# What you should do
Write out each line exactly as it stands, please.
-------- Record set --------
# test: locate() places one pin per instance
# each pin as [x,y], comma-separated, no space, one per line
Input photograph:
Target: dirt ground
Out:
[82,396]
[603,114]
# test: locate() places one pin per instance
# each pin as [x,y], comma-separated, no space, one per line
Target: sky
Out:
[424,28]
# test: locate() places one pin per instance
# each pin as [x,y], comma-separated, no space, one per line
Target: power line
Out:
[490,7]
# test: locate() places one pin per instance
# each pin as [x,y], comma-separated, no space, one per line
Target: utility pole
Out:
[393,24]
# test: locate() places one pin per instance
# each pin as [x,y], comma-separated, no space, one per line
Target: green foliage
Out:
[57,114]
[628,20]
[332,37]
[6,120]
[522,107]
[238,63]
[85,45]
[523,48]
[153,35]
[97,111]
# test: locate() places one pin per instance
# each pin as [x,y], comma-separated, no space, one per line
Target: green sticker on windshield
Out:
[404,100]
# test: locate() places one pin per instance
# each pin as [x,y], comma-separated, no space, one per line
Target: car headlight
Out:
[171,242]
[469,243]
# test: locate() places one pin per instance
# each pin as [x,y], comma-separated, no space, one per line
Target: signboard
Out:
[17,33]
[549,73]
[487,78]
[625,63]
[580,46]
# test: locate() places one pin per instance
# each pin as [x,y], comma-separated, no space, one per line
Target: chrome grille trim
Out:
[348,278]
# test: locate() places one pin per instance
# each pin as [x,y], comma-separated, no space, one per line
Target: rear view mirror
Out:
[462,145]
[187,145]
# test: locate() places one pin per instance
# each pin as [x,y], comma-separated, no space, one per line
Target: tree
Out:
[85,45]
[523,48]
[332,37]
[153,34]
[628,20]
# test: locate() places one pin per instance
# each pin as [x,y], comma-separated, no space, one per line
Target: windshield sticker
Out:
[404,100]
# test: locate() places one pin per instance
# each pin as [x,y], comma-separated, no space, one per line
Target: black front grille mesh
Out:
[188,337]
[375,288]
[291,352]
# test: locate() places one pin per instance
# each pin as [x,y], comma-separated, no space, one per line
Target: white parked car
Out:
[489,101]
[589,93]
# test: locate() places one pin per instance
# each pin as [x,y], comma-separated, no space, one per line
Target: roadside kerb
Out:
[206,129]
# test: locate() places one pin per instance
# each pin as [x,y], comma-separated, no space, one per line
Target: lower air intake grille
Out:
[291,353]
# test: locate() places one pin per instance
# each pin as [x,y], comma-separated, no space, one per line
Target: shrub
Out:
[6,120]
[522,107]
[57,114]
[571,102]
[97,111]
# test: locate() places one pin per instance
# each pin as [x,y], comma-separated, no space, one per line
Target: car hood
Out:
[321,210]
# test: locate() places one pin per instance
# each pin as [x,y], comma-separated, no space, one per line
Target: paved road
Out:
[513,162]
--------
# Reply
# test: locate() places one pin per instance
# each pin as [x,y], comma-separated, no space, one per line
Input photograph:
Target: dirt ground
Out:
[82,396]
[603,114]
# test: locate() places one pin per instance
# each pin as [x,y], comma-separated, no space, one per line
Target: sky
Out:
[424,28]
# test: locate() places one pin per instance
# each pin as [x,y], comma-separated, no space, one per line
Target: power line
Out:
[490,7]
# test: locate() places one pin per instance
# each pin as [x,y], comma-separated, no space, one per line
Target: utility pole
Out:
[393,24]
# test: locate() places one pin per instance
# each pin as [x,y], comma-separated, no space, one per line
Target: green foliage
Out:
[57,114]
[628,20]
[332,37]
[6,120]
[522,107]
[238,63]
[85,45]
[523,48]
[153,35]
[97,111]
# test: locate() places one pin per instance
# each pin as [x,y], comma-separated, no space, one per line
Target: green sticker on windshield
Out:
[404,100]
# test: locate() places one pin per instance
# each pin as [x,y], comma-separated, no space, one per line
Target: car headlight
Out:
[171,242]
[469,243]
# test: locate() places one pin per instance
# each pin as [x,y], comma-separated, no space, one per line
Target: signboard
Out:
[17,33]
[549,73]
[487,78]
[625,63]
[580,46]
# test: locate() places one pin per instance
# each pin as [x,y], comma-separated, no space, one per line
Target: chrome grille trim
Out:
[348,278]
# test: locate() places one pin per instance
# each pin as [x,y], comma-separated, no space, one per line
Target: rear view mirror
Out:
[462,145]
[187,145]
# test: locate() places one pin per instance
# each pin as [x,y], comma-separated, no space, one per line
Target: tree
Out:
[85,45]
[523,48]
[332,37]
[153,34]
[628,20]
# test: locate() places one pin per instance
# each pin as [x,y], comma-separated, no space, one per line
Target: windshield sticker
Out:
[404,100]
# test: locate() places one pin per instance
# each pin as [x,y], comma-separated, no space, one per line
Target: black front grille mesh
Out:
[188,337]
[375,288]
[291,352]
# test: locate() places one pin per instance
# each pin as [x,y], comma-separated, no space, one per line
Target: white parked car
Out:
[489,101]
[589,93]
# test: locate() places one pin per instance
# each pin as [x,y], comma-separated, no space, one per line
Target: roadside kerb
Out:
[206,129]
# test: locate() places one pin per instance
# each pin as [x,y], comma-separated, no space, one per line
Target: lower air intake grille
Out:
[291,353]
# test: locate() places one pin per instance
# each pin as [x,y], comma-separated, no space, one per line
Target: shrub
Out:
[6,120]
[522,107]
[57,114]
[571,102]
[97,111]
# test: locate() places one pin per instance
# each pin as [x,y], comma-separated, no space, one per line
Target: car hood
Out:
[321,210]
# test: locate() places one pin per instance
# each pin as [x,y], comma-separated, no space, one per line
Target: paved road
Out:
[513,162]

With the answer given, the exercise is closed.